### STATED EXERCISE
Give the lines of the entries below as a JSON list of strings, one string per line and no blank lines, starting at the line that contains "Put a point on every instance of the ocean." and ending at the line that contains "[(690, 645)]", with both of those lines included.

— start —

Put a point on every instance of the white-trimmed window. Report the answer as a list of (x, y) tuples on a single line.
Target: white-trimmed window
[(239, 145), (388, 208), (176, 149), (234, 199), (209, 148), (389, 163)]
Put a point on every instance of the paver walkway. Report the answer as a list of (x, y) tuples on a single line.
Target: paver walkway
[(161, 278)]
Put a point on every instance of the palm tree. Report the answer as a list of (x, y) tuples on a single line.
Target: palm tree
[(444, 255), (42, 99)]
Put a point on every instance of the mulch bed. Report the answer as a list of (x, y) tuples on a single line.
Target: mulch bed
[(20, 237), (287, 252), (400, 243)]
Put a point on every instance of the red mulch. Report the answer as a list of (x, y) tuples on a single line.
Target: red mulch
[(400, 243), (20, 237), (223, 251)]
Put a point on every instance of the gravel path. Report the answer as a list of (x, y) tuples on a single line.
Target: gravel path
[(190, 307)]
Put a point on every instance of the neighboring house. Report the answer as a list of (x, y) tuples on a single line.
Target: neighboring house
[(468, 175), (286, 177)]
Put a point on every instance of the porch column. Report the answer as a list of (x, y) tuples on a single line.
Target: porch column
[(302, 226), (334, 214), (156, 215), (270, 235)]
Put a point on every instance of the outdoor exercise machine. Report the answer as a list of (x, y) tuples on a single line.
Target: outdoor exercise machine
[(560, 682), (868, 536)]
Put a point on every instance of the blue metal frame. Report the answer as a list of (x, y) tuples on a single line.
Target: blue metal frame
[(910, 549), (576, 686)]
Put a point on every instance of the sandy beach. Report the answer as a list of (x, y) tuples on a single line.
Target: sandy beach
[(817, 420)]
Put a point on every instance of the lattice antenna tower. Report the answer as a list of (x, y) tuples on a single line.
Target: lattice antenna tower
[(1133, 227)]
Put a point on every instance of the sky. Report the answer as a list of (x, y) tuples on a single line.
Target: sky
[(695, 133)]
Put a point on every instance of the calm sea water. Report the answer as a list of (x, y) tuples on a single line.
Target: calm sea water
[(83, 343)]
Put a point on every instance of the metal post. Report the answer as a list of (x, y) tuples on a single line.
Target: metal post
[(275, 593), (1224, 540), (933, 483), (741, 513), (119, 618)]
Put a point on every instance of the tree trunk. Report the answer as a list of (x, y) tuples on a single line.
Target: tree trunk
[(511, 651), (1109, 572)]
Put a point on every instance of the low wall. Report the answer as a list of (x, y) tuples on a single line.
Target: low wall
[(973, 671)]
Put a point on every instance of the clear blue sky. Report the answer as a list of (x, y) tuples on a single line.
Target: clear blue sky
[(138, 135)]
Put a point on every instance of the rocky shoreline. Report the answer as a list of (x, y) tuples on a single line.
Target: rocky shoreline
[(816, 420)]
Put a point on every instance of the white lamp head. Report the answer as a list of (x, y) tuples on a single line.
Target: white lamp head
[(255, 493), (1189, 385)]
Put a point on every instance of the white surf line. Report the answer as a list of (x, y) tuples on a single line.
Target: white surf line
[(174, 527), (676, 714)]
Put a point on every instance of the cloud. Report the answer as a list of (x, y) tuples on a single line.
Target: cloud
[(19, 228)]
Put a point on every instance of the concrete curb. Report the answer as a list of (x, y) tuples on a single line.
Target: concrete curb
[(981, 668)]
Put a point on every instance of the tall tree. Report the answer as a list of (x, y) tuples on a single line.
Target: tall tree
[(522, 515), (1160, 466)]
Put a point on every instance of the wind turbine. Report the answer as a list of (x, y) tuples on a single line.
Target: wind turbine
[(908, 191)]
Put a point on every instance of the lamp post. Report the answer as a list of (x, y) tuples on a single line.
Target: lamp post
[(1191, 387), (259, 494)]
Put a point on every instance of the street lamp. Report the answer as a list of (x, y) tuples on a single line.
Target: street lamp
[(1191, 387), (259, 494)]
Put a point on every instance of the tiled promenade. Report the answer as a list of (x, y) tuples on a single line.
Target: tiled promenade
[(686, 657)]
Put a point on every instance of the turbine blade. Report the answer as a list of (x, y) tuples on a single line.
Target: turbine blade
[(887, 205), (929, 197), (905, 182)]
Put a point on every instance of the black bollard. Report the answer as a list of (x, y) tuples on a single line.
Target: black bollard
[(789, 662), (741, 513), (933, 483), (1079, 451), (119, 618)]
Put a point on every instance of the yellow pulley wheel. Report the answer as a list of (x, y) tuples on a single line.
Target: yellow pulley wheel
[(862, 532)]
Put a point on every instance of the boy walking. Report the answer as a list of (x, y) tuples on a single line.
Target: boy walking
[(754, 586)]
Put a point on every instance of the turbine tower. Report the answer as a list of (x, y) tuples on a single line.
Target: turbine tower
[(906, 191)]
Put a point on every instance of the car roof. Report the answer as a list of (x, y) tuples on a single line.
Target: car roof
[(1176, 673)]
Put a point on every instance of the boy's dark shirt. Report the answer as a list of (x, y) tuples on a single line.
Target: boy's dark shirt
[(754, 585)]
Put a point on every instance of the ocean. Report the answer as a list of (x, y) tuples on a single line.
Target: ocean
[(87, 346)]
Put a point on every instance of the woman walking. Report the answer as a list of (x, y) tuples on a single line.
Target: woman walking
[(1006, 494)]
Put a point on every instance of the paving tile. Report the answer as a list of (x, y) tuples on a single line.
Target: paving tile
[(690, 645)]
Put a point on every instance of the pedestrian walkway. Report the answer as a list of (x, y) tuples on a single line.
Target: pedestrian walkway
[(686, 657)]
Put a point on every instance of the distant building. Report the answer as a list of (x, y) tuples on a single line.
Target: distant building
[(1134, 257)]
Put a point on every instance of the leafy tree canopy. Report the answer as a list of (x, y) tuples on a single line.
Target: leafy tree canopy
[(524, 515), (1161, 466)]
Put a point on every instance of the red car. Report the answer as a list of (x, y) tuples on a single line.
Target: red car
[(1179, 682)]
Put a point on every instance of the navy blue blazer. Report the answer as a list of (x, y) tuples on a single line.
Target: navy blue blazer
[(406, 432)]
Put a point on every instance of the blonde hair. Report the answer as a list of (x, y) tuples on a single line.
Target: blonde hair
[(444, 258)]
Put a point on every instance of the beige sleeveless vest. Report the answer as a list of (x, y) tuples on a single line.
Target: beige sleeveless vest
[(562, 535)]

— end —

### SOLUTION FOR THIS TASK
[
  "Put a point on every instance of the ocean. Report the answer as a list of (x, y) tuples on a single line.",
  "Target: ocean",
  "[(87, 346)]",
  "Put a point on every instance of the woman walking. Report the answer as a list of (x, y) tuples on a single line.",
  "Target: woman walking",
  "[(1006, 494)]",
  "Put a point on every instance of the paving tile. Report the answer as a list of (x, y) tuples on a single line.",
  "Target: paving tile",
  "[(690, 645)]"
]